● **Selected extract**
Showing posts with label comic. Show all posts
Showing posts with label comic. Show all posts

Sunday, 21 September 2025

Deadpool & Wolverine (2024)



My finger hovered over the OFF button right the way through the first half hour of this umpteenth Deadpool movie, one with long-dead Wolverine brought back to life and injected into the story for what proves very little reason, but then something Ryan Reynolds says made me laugh despite my wariness of wanton pop-song-accompanied violence and all of a sudden the credits were rolling, I'd laughed out loud multiple times and enjoyed what felt most like an extended comedy skit rather than a superhero movie full of nerdy superhero details to geek out on (it is that, but it is possible to ignore it)..

★★★☆☆

CINECAL: ONE SENTENCE REVIEWS

Monday, 14 July 2025

Shazam! Fury of the Gods (2023)


When mythological monsters run amok in Philadelphia and among them are angry unicorns only placated by handfuls of Skittles, things in this DC-related superhero movie start to teeter at my "switch off" point, especially given up to that point I'd already tired of a superhero movie that wants to champion a true mythological hero while also making him an annoying teen only as strong as each of his six team members, not to mention all those uncomfortable scenes showing teenaged boys holding hands and being romanced with 6000-year-old women. 

★★★☆☆

CINECAL: ONE SENTENCE REVIEWS

Tuesday, 8 October 2024

The Flash (2023)


Even The Parent Trap in 1961 does a better job of duplicating its star (Hayley Mills, playing twins) than this peculiar 2023 DC exercise that randomly turns the second-versions of lead actor Ezra Miller into a weird slack-jawed cartoon - sometimes completely unnecessarily, like at times when there is only one Ezra Miller on screen! - and these NQR Polar Express doppelgangers distract from an already uninvolving Back To The Future time travel multiverse superhero origin story, one about a super-super-fast, red-lycraed Flash.

● **Records provided**
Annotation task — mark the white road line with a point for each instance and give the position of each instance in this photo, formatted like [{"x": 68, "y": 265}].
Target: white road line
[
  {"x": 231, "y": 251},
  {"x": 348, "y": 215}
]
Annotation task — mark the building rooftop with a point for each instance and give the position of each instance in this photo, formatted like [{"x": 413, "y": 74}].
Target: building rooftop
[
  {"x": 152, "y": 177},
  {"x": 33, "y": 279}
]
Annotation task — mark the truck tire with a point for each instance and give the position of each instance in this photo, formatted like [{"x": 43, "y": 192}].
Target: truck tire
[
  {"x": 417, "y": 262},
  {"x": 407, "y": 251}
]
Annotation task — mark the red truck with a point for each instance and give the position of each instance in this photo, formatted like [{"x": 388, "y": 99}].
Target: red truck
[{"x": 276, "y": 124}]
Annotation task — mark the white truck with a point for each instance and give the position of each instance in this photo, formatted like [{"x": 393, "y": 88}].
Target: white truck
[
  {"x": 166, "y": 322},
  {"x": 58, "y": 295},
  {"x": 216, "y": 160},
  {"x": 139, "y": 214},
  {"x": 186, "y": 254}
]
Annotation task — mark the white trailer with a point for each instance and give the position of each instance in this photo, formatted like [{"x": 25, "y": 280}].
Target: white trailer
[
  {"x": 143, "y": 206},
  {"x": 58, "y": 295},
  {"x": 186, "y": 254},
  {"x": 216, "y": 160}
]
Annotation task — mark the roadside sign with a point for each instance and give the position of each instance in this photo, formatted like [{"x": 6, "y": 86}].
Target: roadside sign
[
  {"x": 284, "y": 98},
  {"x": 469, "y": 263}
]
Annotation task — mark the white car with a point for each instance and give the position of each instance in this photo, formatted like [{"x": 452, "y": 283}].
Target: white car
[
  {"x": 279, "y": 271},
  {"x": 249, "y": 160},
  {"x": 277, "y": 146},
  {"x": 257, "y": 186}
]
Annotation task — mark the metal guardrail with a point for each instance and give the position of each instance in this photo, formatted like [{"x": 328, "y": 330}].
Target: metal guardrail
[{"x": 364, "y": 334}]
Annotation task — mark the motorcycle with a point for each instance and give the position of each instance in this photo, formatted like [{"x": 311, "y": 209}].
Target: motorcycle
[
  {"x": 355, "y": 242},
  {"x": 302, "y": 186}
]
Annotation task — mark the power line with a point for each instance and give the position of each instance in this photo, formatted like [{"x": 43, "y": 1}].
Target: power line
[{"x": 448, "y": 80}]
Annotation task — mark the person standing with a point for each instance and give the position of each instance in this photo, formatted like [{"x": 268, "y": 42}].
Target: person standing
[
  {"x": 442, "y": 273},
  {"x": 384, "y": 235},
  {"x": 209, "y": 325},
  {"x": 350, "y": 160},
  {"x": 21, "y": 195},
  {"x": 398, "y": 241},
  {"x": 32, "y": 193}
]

● **The tasks**
A: According to the film reviews, which 1961 film does a better job than The Flash of duplicating its star?
B: Reproduce verbatim the portion of the film reviews that begins with the words "Deadpool & Wolverine" and ends with "the Gods (2023)".
C: Pick up the film reviews where they end and continue them.

● **Responses to the tasks**
A: The Parent Trap, with Hayley Mills playing twins.

B:
Deadpool & Wolverine (2024)



My finger hovered over the OFF button right the way through the first half hour of this umpteenth Deadpool movie, one with long-dead Wolverine brought back to life and injected into the story for what proves very little reason, but then something Ryan Reynolds says made me laugh despite my wariness of wanton pop-song-accompanied violence and all of a sudden the credits were rolling, I'd laughed out loud multiple times and enjoyed what felt most like an extended comedy skit rather than a superhero movie full of nerdy superhero details to geek out on (it is that, but it is possible to ignore it)..

★★★☆☆

CINECAL: ONE SENTENCE REVIEWS

Monday, 14 July 2025

Shazam! Fury of the Gods (2023)

C:
★★★☆☆

CINECAL: ONE SENTENCE REVIEWS

Friday, 26 April 2024

Blue Beetle (2023)


It took me four or five sittings to get through this looong DC superhero movie that tells, with a glossy magazine look, the origin story of a superhero called Blue Beetle, a human teenager enhanced with a glowing blue parasitic alien technology that effectively disappears the movie's biggest asset, the young and good-looking Xolo Maridueña into a Power Ranger suit.

★★☆☆☆

CINECAL: ONE SENTENCE REVIEWS

Thursday, 9 November 2023

The King's Man (2021)

Are there people in the world, really, who weren't immediately repelled by this series' titles' shifting, changing spacing and punctuation, who in fact watched and so enjoyed the tiresome teenage-boysy action of the first two cartoons they thought what was needed, yawn, was a wartime period backstory that awkwardly combines Saving Private Ryan-style solemn battlefield war history with high-camp devil-may-care superhero derringdo?

★★☆☆☆

CINECAL: ONE SENTENCE REVIEWS

Sunday, 23 July 2023

Black Adam (2022)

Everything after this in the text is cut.